[Data extract]:
╭──
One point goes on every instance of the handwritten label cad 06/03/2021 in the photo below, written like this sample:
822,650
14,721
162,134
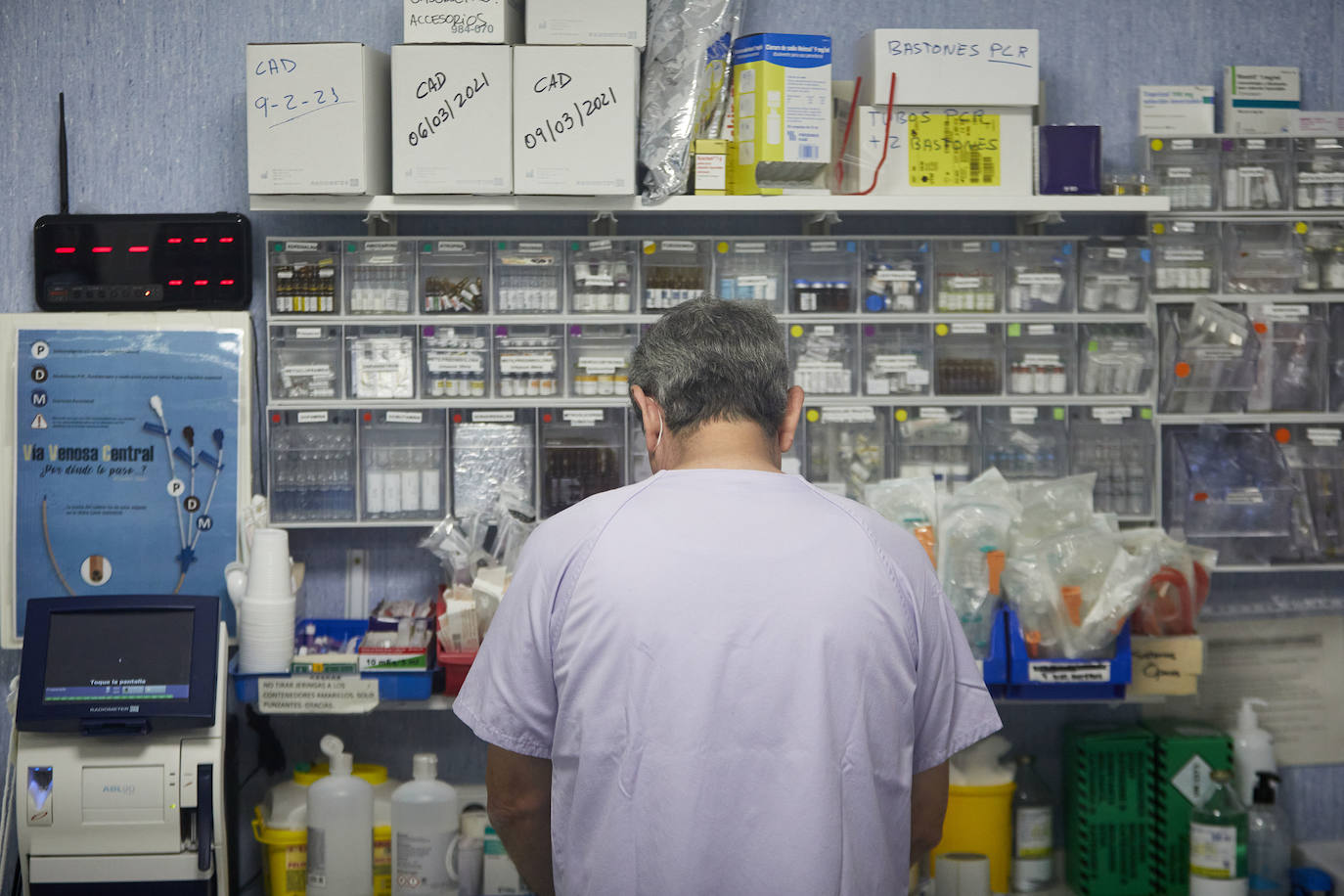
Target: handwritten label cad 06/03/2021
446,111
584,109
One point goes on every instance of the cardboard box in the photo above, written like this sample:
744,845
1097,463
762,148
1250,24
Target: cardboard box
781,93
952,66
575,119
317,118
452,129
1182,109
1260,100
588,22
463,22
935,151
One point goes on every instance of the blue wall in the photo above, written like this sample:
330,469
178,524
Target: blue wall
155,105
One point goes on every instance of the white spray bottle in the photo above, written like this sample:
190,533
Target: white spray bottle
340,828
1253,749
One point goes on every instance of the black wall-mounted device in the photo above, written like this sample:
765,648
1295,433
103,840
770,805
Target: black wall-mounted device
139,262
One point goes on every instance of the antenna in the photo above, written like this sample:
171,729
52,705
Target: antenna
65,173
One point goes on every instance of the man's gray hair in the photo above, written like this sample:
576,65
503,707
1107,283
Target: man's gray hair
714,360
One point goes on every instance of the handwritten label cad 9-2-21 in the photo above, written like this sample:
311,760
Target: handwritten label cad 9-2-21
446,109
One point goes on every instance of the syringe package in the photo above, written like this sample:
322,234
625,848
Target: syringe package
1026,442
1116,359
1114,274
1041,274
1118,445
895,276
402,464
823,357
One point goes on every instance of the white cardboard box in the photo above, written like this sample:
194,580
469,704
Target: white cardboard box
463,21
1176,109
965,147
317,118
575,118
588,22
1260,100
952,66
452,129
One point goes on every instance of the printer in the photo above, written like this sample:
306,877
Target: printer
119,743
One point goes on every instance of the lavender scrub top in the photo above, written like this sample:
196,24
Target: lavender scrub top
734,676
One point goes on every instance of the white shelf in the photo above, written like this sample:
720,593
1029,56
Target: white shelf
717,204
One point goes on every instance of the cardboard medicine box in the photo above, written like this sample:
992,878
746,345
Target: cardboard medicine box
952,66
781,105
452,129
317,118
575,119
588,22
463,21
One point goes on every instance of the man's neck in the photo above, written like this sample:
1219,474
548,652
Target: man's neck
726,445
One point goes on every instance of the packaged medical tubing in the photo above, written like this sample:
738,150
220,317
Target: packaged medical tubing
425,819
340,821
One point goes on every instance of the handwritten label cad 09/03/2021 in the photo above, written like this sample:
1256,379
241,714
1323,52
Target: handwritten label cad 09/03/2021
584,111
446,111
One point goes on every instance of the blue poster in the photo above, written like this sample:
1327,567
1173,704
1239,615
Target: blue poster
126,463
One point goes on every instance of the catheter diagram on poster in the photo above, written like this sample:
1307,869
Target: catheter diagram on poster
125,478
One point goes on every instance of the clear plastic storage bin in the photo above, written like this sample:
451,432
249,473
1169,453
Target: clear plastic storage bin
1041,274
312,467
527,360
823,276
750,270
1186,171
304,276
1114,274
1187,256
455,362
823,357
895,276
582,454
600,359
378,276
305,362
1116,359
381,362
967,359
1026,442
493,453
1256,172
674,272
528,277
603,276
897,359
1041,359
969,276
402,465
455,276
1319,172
╰──
╭──
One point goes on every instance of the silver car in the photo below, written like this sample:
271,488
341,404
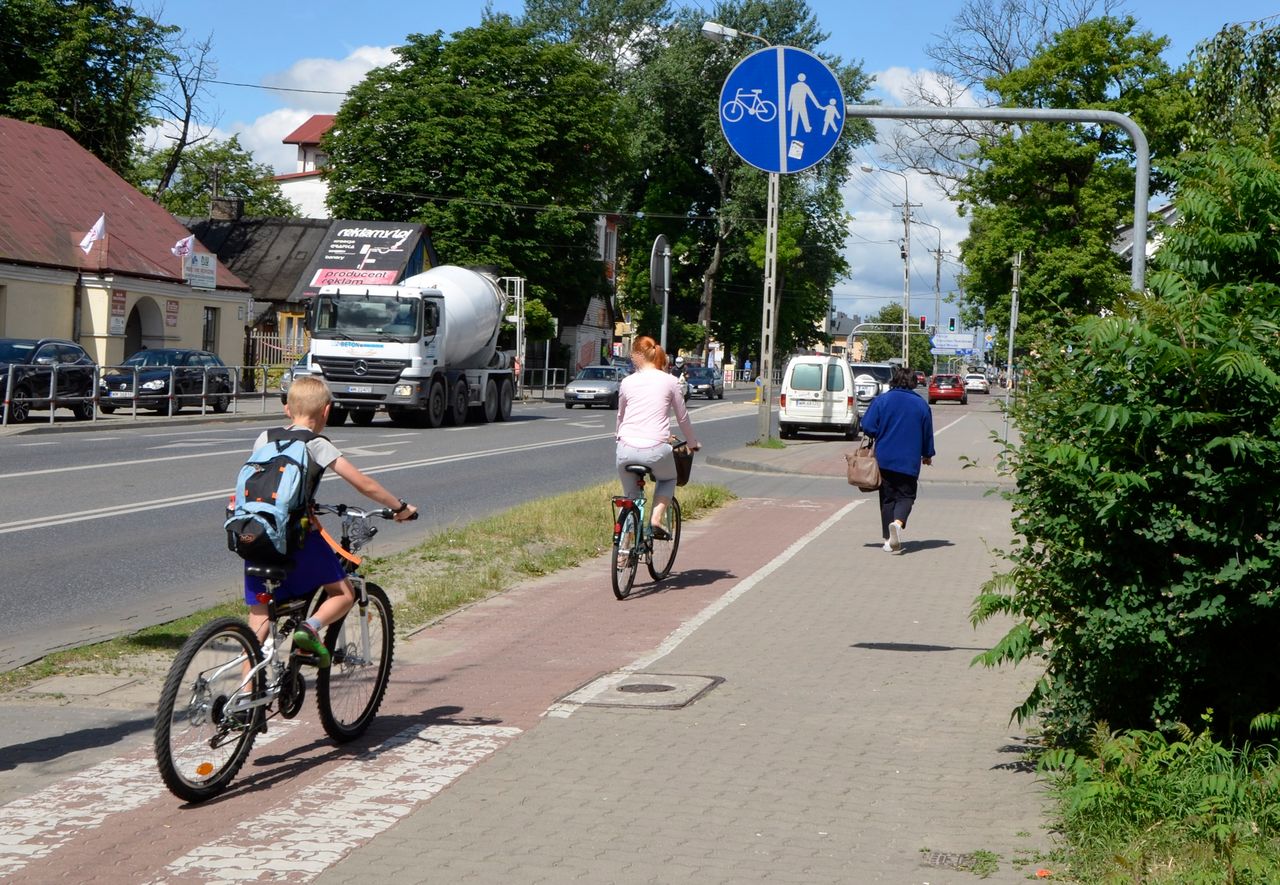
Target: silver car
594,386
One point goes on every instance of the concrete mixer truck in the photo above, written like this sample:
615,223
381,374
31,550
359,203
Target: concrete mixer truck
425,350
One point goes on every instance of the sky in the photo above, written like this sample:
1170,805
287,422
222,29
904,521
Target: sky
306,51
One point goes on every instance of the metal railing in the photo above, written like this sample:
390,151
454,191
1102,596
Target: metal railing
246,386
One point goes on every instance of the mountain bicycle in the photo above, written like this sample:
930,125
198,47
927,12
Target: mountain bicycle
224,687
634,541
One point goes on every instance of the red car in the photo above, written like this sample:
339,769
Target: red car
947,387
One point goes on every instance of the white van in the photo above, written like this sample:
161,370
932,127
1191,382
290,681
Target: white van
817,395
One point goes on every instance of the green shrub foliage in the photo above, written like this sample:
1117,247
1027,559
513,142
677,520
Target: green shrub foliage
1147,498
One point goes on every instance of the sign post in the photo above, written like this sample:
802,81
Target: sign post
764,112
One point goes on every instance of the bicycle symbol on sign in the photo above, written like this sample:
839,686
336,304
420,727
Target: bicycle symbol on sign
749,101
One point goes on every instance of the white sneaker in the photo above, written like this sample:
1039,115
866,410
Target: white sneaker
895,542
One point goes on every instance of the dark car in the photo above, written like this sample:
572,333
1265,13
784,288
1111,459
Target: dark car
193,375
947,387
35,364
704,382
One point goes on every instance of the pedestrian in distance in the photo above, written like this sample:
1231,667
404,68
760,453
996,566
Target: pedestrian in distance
╰──
╭──
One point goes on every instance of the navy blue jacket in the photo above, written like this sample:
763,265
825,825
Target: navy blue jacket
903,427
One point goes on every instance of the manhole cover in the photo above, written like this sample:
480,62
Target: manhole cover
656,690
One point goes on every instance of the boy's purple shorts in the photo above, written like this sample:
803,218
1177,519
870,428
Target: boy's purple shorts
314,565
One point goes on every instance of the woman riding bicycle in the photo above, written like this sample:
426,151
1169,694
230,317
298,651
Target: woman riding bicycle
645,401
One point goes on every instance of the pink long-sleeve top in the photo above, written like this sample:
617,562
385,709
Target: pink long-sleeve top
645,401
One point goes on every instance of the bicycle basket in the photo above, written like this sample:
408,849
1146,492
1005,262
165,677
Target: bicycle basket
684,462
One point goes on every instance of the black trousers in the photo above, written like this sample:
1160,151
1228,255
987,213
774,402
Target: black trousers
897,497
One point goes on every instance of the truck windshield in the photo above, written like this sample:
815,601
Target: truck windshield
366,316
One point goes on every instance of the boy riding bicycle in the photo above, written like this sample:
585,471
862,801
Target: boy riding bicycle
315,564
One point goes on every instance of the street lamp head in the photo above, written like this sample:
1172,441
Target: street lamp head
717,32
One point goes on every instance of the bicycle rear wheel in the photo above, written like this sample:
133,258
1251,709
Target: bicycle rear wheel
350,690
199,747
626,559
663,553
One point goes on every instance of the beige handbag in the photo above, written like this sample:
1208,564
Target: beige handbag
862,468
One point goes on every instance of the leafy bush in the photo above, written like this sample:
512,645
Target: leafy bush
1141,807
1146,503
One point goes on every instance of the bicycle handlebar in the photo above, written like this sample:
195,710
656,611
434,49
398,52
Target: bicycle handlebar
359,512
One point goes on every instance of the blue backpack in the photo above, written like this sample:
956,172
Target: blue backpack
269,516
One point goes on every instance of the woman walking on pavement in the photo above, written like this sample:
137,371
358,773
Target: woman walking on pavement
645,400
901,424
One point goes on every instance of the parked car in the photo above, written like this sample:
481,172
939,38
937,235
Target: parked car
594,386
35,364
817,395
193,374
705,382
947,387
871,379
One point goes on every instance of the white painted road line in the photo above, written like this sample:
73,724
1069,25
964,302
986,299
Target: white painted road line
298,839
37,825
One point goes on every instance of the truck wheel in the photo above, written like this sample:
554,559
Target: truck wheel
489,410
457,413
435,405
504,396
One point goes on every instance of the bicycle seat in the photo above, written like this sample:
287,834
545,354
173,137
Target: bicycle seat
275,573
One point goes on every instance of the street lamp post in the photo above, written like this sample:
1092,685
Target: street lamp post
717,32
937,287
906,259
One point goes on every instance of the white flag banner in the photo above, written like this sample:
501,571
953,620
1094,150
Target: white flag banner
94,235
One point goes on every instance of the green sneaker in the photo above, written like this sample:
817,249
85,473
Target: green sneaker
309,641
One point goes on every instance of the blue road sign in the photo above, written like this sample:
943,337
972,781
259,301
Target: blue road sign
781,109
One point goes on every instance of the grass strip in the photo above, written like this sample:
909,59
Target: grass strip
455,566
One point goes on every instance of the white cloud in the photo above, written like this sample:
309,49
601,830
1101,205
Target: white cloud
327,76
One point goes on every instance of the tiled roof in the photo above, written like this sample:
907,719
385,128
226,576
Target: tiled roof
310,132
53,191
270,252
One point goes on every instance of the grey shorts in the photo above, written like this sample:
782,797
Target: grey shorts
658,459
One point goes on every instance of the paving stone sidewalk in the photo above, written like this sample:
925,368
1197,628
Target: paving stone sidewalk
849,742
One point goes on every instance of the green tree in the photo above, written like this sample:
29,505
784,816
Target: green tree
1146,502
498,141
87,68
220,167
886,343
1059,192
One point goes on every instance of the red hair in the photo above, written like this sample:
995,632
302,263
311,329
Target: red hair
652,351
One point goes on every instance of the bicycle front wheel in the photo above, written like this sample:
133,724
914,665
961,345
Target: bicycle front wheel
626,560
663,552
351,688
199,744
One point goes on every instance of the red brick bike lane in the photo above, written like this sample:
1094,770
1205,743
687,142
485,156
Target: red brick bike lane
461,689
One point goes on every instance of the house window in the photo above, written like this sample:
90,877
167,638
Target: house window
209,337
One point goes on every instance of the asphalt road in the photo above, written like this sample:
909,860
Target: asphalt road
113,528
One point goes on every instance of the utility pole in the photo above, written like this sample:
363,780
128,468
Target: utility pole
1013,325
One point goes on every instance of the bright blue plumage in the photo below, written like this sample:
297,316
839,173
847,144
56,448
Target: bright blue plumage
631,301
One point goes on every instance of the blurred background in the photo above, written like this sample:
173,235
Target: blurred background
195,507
╰──
[Task brief]: In the material above, please find every line that includes the word "distance" and copy it.

[Task output]:
One point goes on every instance of the pedestrian in distance in the photo above, written like this sample:
Target: pedestrian in distance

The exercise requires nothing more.